Study text —
⟨
Roughly half of the patients currently in New York City hospitals who are positive for COVID-19 were initially admitted for non-COVID reasons, Hochul said.



Statewide, about 42% of patients who are positive for the virus were admitted for separate reasons, and in some parts of the state, the number is only 21%.

The data represent the first time New York has differentiated between patients who go to hospitals to get care for COVID-19 and those who seek out care for other issues but test positive upon arrival.

Hochul also urged people to stop going to emergency rooms to get tested or to be treated with mild symptoms -- a trend she said is exhausting already-depleted hospital staffs.

"If you're an adult with very minor symptoms, you can handle a runny nose," she said. "You can handle the throats being a little sore, a little bit of a cough. Just treat as if you would the flu, all the protocols. But please don't overburden our emergency rooms."

Hochul said that the state is working to send more rapid tests to hospitals so they can administer them in the parking lot rather than admit people with mild symptoms to the emergency room.



The number of patients hospitalized with the virus in New York-Presbyterian hospitals, a network of facilities in the New York City area, is up roughly 20% from this time last year. However, the number of those requiring ICU beds or ventilators is "much less," said Dr. Steven Corwin, the system's CEO. The patients in the ICU "are older, sicker, and mainly unvaccinated," he added.
⟩
Task to carry out —
Answer these questions from the text on COVID-19 patients in New York hospitals.
1. Statewide, about what share of patients positive for the virus were admitted for separate reasons?
2. What is the state working to send to hospitals?
3. By roughly how much is the number of patients hospitalized with the virus in New York-Presbyterian hospitals up from this time last year?

Study material —
⟨
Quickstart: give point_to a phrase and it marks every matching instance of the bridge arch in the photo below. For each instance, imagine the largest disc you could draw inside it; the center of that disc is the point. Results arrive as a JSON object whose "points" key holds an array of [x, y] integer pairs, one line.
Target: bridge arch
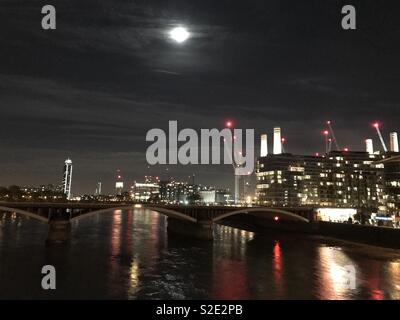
{"points": [[25, 213], [165, 211], [261, 210]]}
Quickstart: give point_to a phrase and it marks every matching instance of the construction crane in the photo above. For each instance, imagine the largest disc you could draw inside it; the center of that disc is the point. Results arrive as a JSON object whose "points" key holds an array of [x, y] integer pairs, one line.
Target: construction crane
{"points": [[376, 126], [329, 124]]}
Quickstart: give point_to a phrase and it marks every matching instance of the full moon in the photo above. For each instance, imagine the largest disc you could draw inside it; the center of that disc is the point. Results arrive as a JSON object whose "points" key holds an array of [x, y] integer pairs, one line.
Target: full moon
{"points": [[179, 34]]}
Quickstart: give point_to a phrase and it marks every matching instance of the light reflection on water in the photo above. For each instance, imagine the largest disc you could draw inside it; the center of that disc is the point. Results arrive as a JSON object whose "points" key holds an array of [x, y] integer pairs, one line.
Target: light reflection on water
{"points": [[129, 255]]}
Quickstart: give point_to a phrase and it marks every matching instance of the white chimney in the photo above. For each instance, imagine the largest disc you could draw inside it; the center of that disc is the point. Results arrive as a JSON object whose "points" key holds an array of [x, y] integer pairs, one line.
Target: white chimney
{"points": [[277, 141], [264, 146], [394, 142], [369, 146]]}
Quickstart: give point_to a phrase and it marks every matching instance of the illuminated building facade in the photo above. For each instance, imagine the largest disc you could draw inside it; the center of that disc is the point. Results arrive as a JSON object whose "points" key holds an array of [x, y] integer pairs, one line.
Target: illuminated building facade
{"points": [[67, 179], [145, 192], [119, 184], [212, 196], [344, 179], [175, 192]]}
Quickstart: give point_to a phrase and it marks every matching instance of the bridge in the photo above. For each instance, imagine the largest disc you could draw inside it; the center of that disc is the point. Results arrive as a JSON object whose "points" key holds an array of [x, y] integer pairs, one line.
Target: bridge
{"points": [[194, 221]]}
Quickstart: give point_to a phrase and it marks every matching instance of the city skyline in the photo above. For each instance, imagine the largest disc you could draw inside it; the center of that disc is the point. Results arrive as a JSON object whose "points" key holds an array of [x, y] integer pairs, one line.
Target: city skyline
{"points": [[91, 91], [178, 172]]}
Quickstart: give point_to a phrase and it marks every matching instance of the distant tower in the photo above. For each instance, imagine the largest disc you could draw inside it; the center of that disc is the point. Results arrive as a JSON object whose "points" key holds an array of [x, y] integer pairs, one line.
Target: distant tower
{"points": [[277, 141], [67, 178], [264, 146], [394, 142], [369, 145], [119, 184], [98, 189]]}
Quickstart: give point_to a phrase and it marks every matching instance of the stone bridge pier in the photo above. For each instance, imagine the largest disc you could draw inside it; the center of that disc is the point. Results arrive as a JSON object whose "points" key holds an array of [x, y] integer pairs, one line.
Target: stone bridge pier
{"points": [[59, 226], [202, 229]]}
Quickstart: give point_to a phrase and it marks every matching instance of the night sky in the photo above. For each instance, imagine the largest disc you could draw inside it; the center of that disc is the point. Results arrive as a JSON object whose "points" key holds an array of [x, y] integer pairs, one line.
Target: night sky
{"points": [[92, 88]]}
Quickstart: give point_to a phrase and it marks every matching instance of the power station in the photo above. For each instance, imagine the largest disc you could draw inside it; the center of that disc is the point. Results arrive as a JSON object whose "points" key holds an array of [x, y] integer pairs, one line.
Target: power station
{"points": [[368, 181]]}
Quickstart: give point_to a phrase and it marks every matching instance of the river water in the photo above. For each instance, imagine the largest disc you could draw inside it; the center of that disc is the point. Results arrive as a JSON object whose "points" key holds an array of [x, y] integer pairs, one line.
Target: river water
{"points": [[129, 255]]}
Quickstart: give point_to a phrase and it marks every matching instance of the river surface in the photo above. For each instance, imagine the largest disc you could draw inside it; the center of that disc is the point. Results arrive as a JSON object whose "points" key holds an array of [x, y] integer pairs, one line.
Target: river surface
{"points": [[130, 255]]}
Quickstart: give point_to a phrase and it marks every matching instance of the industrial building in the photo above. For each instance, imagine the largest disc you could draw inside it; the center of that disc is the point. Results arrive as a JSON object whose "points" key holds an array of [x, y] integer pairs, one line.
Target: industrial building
{"points": [[366, 180]]}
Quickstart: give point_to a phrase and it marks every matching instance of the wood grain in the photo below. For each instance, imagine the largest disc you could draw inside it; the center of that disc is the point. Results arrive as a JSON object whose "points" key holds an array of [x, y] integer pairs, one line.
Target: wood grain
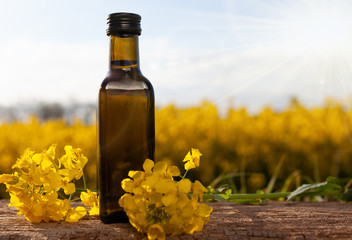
{"points": [[274, 220]]}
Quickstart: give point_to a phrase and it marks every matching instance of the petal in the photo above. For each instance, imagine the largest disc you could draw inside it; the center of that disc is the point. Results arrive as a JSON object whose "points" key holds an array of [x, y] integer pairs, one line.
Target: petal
{"points": [[184, 185], [156, 231], [148, 165], [173, 171]]}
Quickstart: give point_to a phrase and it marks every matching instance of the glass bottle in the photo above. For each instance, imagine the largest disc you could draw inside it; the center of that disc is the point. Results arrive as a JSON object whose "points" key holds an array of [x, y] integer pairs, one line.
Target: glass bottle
{"points": [[125, 115]]}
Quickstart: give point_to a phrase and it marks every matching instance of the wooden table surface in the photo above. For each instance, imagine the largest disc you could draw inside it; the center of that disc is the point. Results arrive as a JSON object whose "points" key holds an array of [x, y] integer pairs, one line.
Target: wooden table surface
⟩
Written response —
1. About 42%.
2. More rapid tests.
3. Roughly 20%.